- **WHAT THE TASK REQUIRES**: Set down the entries below once more, precisely as they stand.

- **DATA TO USE**:
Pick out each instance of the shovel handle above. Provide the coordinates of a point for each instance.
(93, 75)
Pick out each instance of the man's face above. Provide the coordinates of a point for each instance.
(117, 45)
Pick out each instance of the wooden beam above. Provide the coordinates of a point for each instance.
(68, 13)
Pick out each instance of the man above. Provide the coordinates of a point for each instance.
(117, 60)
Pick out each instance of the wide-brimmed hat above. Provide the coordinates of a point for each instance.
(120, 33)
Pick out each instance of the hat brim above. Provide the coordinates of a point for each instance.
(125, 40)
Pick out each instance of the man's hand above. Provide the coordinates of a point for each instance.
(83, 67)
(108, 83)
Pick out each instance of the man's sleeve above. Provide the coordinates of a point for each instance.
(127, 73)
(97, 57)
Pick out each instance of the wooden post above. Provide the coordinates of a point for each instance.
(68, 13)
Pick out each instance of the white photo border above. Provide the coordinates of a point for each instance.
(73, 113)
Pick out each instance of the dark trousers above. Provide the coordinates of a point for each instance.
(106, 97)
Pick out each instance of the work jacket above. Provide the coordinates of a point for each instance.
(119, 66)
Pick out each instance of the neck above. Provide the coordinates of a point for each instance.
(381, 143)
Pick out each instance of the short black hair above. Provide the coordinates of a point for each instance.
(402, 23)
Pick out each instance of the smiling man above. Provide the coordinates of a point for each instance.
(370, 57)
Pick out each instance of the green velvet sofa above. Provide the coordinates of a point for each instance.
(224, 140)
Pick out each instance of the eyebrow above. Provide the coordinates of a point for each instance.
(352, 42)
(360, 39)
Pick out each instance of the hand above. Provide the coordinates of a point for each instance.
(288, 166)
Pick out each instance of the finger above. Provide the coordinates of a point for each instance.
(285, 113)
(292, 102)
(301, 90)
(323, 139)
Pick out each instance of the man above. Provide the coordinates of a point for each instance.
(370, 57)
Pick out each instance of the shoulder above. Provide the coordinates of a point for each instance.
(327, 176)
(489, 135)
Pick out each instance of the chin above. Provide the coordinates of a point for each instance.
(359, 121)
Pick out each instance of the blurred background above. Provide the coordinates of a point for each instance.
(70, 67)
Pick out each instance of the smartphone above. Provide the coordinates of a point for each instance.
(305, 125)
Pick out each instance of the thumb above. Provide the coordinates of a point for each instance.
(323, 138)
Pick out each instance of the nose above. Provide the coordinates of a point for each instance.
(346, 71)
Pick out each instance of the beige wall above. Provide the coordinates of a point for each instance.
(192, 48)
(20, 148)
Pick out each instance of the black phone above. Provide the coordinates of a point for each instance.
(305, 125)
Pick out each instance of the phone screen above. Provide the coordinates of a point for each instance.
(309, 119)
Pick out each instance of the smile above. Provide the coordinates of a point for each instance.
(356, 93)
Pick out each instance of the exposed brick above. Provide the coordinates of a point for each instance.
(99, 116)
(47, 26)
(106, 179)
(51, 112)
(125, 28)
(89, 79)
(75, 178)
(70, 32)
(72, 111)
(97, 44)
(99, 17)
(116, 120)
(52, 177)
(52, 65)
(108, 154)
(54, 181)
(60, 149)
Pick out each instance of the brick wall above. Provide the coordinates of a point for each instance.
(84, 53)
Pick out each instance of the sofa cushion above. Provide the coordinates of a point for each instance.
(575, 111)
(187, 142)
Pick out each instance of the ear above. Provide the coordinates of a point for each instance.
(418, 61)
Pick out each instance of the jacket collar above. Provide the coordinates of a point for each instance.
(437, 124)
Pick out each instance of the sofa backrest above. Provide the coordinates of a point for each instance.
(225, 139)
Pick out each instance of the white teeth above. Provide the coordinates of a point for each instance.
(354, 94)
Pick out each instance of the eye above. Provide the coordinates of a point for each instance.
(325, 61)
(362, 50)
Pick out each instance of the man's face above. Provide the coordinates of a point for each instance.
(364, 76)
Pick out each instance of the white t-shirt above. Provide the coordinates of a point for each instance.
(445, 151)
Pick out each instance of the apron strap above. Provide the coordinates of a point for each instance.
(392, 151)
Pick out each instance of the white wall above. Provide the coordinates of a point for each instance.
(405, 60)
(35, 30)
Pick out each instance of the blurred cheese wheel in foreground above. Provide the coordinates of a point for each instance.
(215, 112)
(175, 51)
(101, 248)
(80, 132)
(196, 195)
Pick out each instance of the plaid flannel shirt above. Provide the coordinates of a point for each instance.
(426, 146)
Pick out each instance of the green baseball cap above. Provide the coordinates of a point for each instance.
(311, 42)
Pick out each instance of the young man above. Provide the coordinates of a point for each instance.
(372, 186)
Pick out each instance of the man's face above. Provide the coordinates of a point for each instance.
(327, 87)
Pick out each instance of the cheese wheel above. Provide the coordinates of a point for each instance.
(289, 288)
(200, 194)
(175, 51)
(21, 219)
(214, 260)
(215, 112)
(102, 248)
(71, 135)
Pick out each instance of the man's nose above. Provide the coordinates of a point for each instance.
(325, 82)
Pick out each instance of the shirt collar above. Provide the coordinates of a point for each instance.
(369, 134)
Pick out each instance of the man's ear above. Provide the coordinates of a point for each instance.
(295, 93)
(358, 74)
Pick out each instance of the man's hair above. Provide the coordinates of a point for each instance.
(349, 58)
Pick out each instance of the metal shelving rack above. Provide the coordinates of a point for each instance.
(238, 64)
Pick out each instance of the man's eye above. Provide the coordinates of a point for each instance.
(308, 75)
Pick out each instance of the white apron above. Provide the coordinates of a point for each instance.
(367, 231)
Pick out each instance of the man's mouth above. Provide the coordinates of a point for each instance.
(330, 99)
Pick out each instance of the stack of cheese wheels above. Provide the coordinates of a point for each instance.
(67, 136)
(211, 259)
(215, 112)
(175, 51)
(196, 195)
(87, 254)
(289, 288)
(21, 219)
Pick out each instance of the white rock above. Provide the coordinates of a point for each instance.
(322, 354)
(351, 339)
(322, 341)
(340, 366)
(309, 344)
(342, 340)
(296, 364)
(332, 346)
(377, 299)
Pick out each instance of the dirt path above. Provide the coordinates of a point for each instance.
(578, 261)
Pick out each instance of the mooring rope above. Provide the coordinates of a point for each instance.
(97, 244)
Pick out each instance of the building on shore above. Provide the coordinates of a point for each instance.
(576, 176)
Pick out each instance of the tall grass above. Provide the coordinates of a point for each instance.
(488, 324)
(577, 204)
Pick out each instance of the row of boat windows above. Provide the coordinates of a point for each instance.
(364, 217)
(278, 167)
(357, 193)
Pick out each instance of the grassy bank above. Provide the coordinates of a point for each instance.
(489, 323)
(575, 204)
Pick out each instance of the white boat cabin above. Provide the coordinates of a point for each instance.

- **WORKED SOLUTION**:
Pick out each instance of the shovel handle above. Provide the coordinates of a point for each instance.
(93, 75)
Pick out each instance of the man's face above. Provide the coordinates of a point for each instance.
(117, 45)
Pick out each instance of the wooden beam above. Provide the coordinates of a point for each instance.
(68, 13)
Pick out each instance of the man above. Provide the coordinates of a point for each instance.
(117, 60)
Pick out each instance of the wide-brimmed hat above. Provide the coordinates of a point for each instance.
(120, 33)
Pick out each instance of the hat brim above. Provide the coordinates of a point for each instance.
(125, 40)
Pick out each instance of the man's hand above. Provide the coordinates of a point for each instance.
(83, 67)
(108, 83)
Pick out each instance of the man's sleeve above. Provide the coordinates of a point for each instance.
(127, 73)
(97, 57)
Pick out each instance of the wooden post above. Provide the coordinates of a point for each instance.
(68, 13)
Pick out each instance of the white photo border above. Provide the coordinates of a point for each instance.
(73, 113)
Pick out each instance of the dark trousers above. Provide the coordinates of a point for each instance.
(106, 97)
Pick out each instance of the work jacket above. Provide the coordinates of a point for each instance.
(119, 66)
Pick out each instance of the neck above. Provide the coordinates of a point for each instance.
(381, 143)
Pick out each instance of the short black hair above. Provide the coordinates of a point for each instance.
(402, 23)
Pick out each instance of the smiling man above. Provide the coordinates of a point for each instance.
(370, 57)
Pick out each instance of the green velvet sofa above. Provide the coordinates of a point for each instance.
(224, 140)
Pick out each instance of the eyebrow above. Provide the coordinates of a point for each instance.
(352, 42)
(360, 39)
Pick out each instance of the hand above. Provide the coordinates of a point for each instance.
(288, 166)
Pick out each instance of the finger above. Provide the coordinates of a point for each instance.
(285, 113)
(292, 102)
(301, 90)
(323, 139)
Pick out each instance of the man above. Provide the coordinates of a point for each instance.
(370, 57)
Pick out each instance of the shoulder above. Provide the coordinates of a point for each instance.
(327, 176)
(489, 135)
Pick out each instance of the chin above. Provide the coordinates of a point for each instance.
(359, 121)
Pick out each instance of the blurred background above. Provide the coordinates of a point for each instance.
(70, 67)
Pick out each instance of the smartphone above. Provide the coordinates of a point for each instance.
(305, 125)
Pick out each instance of the thumb above. Provide the coordinates of a point for each instance.
(323, 138)
Pick out each instance of the nose above. Provide the coordinates of a point for each instance.
(346, 71)
Pick out each instance of the beige wall above. Provide the coordinates of a point for each instance.
(192, 48)
(20, 148)
Pick out each instance of the black phone above. Provide the coordinates of a point for each instance.
(305, 125)
Pick out each instance of the phone screen above. Provide the coordinates of a point for each instance.
(309, 119)
Pick out each instance of the smile above. Provide the coordinates of a point for each instance.
(356, 93)
Pick out each instance of the exposed brick above. Provide the coordinates of a point for each instance.
(99, 116)
(47, 26)
(106, 179)
(51, 112)
(125, 28)
(89, 79)
(75, 178)
(70, 32)
(72, 111)
(97, 44)
(99, 17)
(116, 120)
(52, 177)
(52, 65)
(108, 154)
(54, 181)
(60, 149)
Pick out each instance of the brick wall above. Provide the coordinates of a point for each instance.
(84, 53)
Pick out each instance of the sofa cushion above. Provide the coordinates of a point for each instance.
(575, 111)
(187, 142)
Pick out each instance of the ear above. Provide the coordinates of a point for each instance.
(418, 61)
Pick out each instance of the jacket collar above. Provide the coordinates of a point for each instance.
(437, 124)
Pick out each instance of the sofa backrest above. Provide the coordinates of a point for each instance.
(225, 139)
Pick out each instance of the white teeth above. Provide the coordinates of a point for each instance.
(354, 94)
Pick out each instance of the eye above. Provide the coordinates of a point for each instance.
(325, 61)
(362, 50)
Pick out each instance of the man's face above. Provide the coordinates of a point for each instance.
(364, 76)
Pick out each instance of the white t-shirt above. Provide the coordinates of a point for each instance.
(445, 151)
Pick out each instance of the apron strap above. Provide the coordinates of a point for each instance.
(392, 151)
Pick out each instance of the white wall above. Provide the coordinates of a point for each instance.
(405, 60)
(35, 30)
Pick out each instance of the blurred cheese wheel in foreground above. Provide the coordinates of a point for each instance.
(215, 112)
(175, 51)
(101, 248)
(80, 132)
(196, 195)
Pick out each instance of the plaid flannel shirt above. Provide the coordinates of a point for each instance.
(426, 146)
Pick out each instance of the green baseball cap above. Provide the coordinates of a point for each instance.
(311, 42)
Pick out each instance of the young man above. Provide the coordinates of a point for each instance.
(372, 186)
Pick out each instance of the man's face above. Provide the coordinates of a point for each instance.
(327, 87)
Pick out each instance of the cheese wheel above. Provide the coordinates of a point for each instance.
(289, 288)
(200, 194)
(175, 51)
(21, 219)
(214, 260)
(215, 112)
(102, 248)
(71, 135)
Pick out each instance of the man's nose above. Provide the coordinates of a point for each instance.
(325, 82)
Pick out each instance of the shirt collar above. Provide the coordinates of a point for each instance.
(369, 134)
Pick out each instance of the man's ear above. Provide the coordinates of a point for each instance.
(295, 93)
(358, 74)
Pick out each instance of the man's hair above. Provide the coordinates of a point for each instance.
(349, 58)
Pick out each instance of the metal shelving rack above. Provide the coordinates of a point for each instance.
(238, 64)
Pick out each instance of the man's eye above. Provide the coordinates of a point for each instance.
(308, 75)
Pick out each instance of the white apron above. Provide the coordinates of a point for each instance.
(367, 231)
Pick out each instance of the man's mouth above. Provide the coordinates of a point for each instance.
(330, 99)
Pick out each instance of the stack of cheese wheels above. Provide the coordinates of a point for each instance.
(67, 136)
(211, 259)
(215, 112)
(175, 51)
(196, 195)
(87, 254)
(289, 288)
(21, 219)
Pick out each instance of the white rock above. Provide the coordinates of a point for each instance.
(322, 354)
(351, 339)
(322, 341)
(340, 366)
(309, 344)
(342, 340)
(296, 364)
(332, 346)
(377, 299)
Pick out each instance of the dirt path above. Provide the coordinates of a point for each instance.
(578, 261)
Pick out each instance of the mooring rope above. Provide the coordinates of a point for each instance.
(97, 244)
Pick out each instance of the building on shore above. Provide the coordinates of a point for each instance.
(576, 176)
Pick out each instance of the tall grass above. Provide the coordinates of a point for each instance.
(488, 324)
(577, 204)
Pick out each instance of the row of boat windows above. Provide the coordinates of a point for each instance.
(364, 217)
(278, 167)
(357, 193)
Pick out each instance of the grassy bank above. Provide the coordinates of a point for each instance.
(489, 323)
(575, 204)
Pick out each instance of the white boat cabin above. Provide the coordinates of a point for each instance.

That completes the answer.